[Excerpts of pointing data]
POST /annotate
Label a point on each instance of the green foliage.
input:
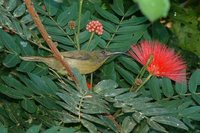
(34, 99)
(154, 9)
(185, 27)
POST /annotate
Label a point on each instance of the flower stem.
(89, 42)
(143, 83)
(140, 75)
(79, 24)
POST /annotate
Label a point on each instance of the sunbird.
(85, 61)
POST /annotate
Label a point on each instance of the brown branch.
(48, 39)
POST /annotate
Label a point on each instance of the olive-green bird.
(85, 61)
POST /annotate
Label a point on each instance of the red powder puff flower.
(165, 63)
(95, 26)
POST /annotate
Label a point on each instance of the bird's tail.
(33, 58)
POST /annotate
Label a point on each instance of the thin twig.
(48, 39)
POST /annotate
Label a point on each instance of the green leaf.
(133, 21)
(11, 92)
(54, 31)
(169, 120)
(107, 15)
(155, 9)
(194, 81)
(9, 42)
(118, 7)
(53, 129)
(158, 31)
(34, 129)
(196, 97)
(91, 127)
(1, 2)
(26, 48)
(125, 74)
(115, 92)
(29, 105)
(132, 29)
(105, 85)
(108, 26)
(47, 102)
(131, 10)
(26, 66)
(155, 111)
(69, 14)
(167, 87)
(108, 71)
(181, 88)
(84, 36)
(154, 86)
(130, 64)
(19, 11)
(190, 110)
(26, 19)
(194, 116)
(128, 124)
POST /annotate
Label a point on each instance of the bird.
(85, 61)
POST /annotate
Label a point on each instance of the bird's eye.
(103, 52)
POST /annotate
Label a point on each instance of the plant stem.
(91, 80)
(140, 75)
(79, 24)
(113, 35)
(47, 38)
(143, 83)
(89, 42)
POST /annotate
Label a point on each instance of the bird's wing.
(79, 55)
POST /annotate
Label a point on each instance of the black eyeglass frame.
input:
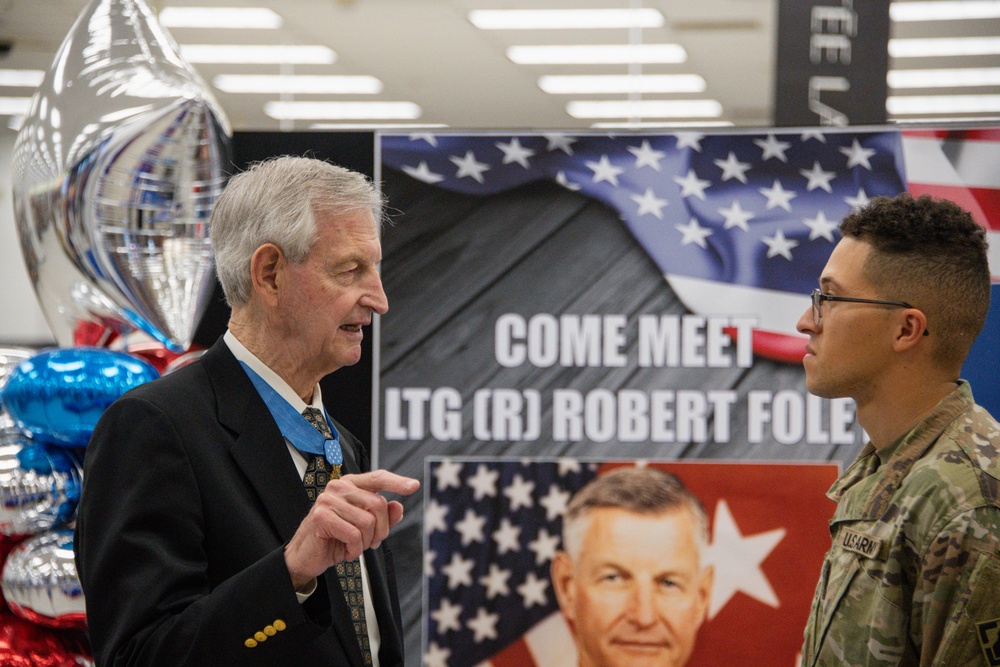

### REQUIRED TASK
Filter the lines above, keeping each one that contains the string "stem". Treat uppercase and lowercase as different.

### THE COMPLETED TASK
Label a point on each instance of the flower stem.
Label a point on each instance of the plant stem.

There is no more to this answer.